(DATA SUPPLIED):
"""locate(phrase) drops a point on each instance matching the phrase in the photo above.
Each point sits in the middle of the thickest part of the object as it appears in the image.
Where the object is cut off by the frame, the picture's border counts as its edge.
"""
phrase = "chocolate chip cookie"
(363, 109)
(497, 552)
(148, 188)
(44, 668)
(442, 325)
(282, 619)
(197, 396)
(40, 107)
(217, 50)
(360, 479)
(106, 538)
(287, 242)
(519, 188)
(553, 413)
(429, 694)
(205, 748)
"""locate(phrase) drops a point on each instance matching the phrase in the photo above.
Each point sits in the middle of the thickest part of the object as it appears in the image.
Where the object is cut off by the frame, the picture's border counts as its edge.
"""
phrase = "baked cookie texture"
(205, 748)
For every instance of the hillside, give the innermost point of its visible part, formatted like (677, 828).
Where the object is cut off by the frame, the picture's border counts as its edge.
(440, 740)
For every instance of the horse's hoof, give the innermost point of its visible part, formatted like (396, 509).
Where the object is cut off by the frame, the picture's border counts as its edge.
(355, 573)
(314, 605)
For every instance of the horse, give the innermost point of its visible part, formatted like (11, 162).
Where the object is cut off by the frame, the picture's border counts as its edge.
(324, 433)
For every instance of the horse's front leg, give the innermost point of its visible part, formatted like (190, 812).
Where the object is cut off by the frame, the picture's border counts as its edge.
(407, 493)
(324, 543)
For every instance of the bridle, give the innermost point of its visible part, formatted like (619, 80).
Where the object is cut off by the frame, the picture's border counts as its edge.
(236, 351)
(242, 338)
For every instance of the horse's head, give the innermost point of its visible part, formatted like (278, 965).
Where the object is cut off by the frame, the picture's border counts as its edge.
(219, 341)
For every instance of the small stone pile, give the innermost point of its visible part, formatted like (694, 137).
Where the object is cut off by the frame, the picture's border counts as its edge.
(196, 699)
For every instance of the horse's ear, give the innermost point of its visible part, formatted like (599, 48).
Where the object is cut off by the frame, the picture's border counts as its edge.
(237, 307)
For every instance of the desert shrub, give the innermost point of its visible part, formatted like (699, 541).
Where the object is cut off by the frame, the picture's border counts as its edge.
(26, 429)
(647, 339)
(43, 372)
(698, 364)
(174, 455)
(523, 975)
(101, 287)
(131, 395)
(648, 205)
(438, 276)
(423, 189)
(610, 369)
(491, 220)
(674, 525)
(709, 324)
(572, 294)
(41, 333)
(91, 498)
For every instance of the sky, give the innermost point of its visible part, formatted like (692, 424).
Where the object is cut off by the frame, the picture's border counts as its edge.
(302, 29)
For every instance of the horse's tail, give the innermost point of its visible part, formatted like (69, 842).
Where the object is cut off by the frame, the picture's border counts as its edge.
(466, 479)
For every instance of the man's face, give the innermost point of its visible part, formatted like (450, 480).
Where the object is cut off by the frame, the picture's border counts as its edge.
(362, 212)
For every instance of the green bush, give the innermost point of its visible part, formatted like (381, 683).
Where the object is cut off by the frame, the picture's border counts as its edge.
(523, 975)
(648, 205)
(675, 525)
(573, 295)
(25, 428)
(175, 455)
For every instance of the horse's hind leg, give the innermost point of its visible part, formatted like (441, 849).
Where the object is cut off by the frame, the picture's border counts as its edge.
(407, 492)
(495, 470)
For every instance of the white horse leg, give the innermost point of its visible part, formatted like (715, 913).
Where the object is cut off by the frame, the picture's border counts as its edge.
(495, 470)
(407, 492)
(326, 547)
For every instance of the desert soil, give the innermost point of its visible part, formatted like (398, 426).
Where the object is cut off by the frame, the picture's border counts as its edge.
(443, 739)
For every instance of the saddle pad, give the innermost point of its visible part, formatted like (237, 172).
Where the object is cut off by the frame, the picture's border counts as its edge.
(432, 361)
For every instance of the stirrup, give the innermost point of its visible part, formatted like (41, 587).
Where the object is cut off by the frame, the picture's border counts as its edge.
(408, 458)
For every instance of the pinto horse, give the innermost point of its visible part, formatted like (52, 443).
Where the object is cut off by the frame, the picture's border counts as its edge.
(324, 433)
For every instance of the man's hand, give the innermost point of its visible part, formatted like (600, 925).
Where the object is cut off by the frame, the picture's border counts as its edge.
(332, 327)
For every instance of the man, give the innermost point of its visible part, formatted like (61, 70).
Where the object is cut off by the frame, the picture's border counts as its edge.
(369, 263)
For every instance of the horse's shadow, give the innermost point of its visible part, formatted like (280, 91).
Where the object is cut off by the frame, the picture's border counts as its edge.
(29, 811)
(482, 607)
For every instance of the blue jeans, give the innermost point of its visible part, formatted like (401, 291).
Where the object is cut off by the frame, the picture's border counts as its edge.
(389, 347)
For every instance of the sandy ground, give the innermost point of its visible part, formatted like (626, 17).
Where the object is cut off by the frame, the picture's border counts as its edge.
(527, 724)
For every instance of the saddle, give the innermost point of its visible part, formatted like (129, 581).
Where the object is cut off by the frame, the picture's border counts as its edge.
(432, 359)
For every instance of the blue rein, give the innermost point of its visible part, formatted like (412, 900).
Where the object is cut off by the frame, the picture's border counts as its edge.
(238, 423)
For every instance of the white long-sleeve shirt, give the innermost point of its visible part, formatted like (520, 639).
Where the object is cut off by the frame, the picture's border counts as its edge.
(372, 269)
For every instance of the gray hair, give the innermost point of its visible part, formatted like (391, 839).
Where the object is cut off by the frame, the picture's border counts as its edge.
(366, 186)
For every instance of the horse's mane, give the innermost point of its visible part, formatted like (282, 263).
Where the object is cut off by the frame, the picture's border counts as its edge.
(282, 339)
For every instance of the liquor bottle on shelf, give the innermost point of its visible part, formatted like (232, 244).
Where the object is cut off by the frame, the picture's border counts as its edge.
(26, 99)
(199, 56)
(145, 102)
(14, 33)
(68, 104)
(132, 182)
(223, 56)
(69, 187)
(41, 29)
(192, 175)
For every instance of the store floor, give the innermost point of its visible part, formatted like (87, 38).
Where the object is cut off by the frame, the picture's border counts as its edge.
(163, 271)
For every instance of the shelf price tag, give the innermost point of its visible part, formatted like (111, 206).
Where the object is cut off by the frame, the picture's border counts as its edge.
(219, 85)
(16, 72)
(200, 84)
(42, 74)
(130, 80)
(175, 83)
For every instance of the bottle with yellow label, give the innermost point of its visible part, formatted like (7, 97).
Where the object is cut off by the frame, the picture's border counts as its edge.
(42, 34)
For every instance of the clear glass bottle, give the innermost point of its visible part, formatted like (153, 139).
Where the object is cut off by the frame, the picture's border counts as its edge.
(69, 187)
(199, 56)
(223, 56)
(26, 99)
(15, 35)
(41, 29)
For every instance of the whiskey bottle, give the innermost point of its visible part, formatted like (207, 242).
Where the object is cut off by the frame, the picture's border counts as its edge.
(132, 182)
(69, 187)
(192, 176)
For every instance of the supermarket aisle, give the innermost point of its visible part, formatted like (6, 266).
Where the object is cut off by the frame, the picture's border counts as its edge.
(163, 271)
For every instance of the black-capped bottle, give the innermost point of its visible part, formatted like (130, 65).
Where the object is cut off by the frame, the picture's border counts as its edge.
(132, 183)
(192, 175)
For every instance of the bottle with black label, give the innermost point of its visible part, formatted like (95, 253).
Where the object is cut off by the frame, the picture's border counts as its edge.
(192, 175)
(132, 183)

(TASK ITEM): Report every line in the data that holds "desert", copying each one.

(TASK RESPONSE):
For every instance of the desert shrub, give the innermost point of its visible part, formatted like (699, 541).
For every instance of the desert soil, give the innermost point of its visible part, formatted like (398, 426).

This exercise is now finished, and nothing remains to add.